▶ **任务说明**: 能否从最后一行之后接着续写这篇讲启动hadoop时datanode未能正常启动的文章?

▶ **所给文段**:
美文网首页
启动hadoop时,datanode未能正常启动

启动hadoop时,datanode未能正常启动

作者: cllblogs | 来源:发表于2019-08-26 09:02 被阅读0次
    • 启动hdfs时,查看进程发现没有datanode进程
    [hadoop@hadoop001 sbin]$ start-dfs.sh 
    Starting namenodes on [hadoop001]
    hadoop001: starting namenode, logging to /home/hadoop/app/hadoop-2.6.0-cdh5.15.1/logs/hadoop-hadoop-namenode-hadoop001.out
    hadoop001: starting datanode, logging to /home/hadoop/app/hadoop-2.6.0-cdh5.15.1/logs/hadoop-hadoop-datanode-hadoop001.out
    Starting secondary namenodes [0.0.0.0]
    0.0.0.0: starting secondarynamenode, logging to /home/hadoop/app/hadoop-2.6.0-cdh5.15.1/logs/hadoop-hadoop-secondarynamenode-hadoop001.out
    
    [hadoop@hadoop001 sbin]$ jps
    2770 ResourceManager
    2883 NodeManager
    5880 SecondaryNameNode
    5995 Jps
    5599 NameNode
    
    • 尝试单独启动datanode,发现还是不行
    [hadoop@hadoop001 sbin]$ hadoop-daemon.sh start datanode
    starting datanode, logging to /home/hadoop/app/hadoop-2.6.0-cdh5.15.1/logs/hadoop-hadoop-datanode-hadoop001.out
    
    [hadoop@hadoop001 sbin]$ jps
    2770 ResourceManager
    2883 NodeManager
    5880 SecondaryNameNode
    6107 Jps
    5599 NameNode
    
    • 然后到hadoop日志目录下查看datanode得日志信息
      报错信息如下:
    2019-08-26 08:11:56,368 WARN org.apache.hadoop.hdfs.server.common.Storage: Failed to add storage directory [DISK]file:/tmp/hadoop-hadoop/dfs/data/
    java.io.IOException: Incompatible clusterIDs in /tmp/hadoop-hadoop/dfs/data: namenode clusterID = CID-56cb1b3a-d272-4b55-a560-93d34f3ea536; datanode clusterID = CID-f06280d7-1870-452d-a155-419b58c23f55
            at org.apache.hadoop.hdfs.server.datanode.DataStorage.doTransition(DataStorage.java:779)

▶ **存储数据**:
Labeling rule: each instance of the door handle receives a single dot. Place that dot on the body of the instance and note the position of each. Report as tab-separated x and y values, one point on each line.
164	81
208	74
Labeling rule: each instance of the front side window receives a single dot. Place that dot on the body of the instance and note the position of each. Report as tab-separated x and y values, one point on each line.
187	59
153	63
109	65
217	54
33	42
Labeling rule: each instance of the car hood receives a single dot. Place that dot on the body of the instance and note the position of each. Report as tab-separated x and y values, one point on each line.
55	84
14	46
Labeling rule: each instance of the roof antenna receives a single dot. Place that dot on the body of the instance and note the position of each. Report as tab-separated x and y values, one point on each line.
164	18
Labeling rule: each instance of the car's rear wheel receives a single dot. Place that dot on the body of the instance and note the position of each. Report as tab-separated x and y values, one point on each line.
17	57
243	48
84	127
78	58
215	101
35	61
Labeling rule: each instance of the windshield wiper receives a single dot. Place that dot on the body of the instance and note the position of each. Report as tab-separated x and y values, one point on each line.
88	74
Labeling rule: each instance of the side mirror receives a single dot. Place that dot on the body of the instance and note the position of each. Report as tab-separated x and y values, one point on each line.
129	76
---
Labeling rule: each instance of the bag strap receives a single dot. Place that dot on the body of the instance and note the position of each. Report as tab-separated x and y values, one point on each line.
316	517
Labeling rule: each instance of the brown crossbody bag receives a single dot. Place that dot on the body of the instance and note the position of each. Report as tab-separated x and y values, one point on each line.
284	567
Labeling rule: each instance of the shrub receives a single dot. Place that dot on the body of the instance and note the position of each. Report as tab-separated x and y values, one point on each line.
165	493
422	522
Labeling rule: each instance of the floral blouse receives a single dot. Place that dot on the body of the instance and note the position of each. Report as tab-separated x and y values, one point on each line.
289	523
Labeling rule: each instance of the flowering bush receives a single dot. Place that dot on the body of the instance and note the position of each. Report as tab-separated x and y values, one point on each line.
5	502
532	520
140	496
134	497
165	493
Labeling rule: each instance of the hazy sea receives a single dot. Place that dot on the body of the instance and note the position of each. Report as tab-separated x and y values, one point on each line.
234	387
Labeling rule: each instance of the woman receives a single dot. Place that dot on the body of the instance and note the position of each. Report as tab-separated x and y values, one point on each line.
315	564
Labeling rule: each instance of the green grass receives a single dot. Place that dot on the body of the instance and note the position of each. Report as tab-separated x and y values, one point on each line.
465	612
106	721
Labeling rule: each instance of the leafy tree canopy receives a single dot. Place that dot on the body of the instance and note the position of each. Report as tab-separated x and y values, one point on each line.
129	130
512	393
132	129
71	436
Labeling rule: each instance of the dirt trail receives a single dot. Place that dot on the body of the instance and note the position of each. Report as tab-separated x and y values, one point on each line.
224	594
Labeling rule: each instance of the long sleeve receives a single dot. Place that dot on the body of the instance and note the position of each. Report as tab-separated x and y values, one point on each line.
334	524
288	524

▶ **书面回答**:
            at org.apache.hadoop.hdfs.server.datanode.DataStorage.loadStorageDirectory(DataStorage.java:302)
            at org.apache.hadoop.hdfs.server.datanode.DataStorage.loadDataStorage(DataStorage.java:418)
            at org.apache.hadoop.hdfs.server.datanode.DataStorage.addStorageLocations(DataStorage.java:397)
            at org.apache.hadoop.hdfs.server.datanode.DataStorage.recoverTransitionRead(DataStorage.java:575)
            at org.apache.hadoop.hdfs.server.datanode.DataNode.initStorage(DataNode.java:1560)
            at org.apache.hadoop.hdfs.server.datanode.DataNode.initBlockPool(DataNode.java:1520)
            at org.apache.hadoop.hdfs.server.datanode.BPOfferService.verifyAndSetNamespaceInfo(BPOfferService.java:354)
            at org.apache.hadoop.hdfs.server.datanode.BPServiceActor.connectToNNAndHandshake(BPServiceActor.java:219)
            at org.apache.hadoop.hdfs.server.datanode.BPServiceActor.run(BPServiceActor.java:673)
            at java.lang.Thread.run(Thread.java:745)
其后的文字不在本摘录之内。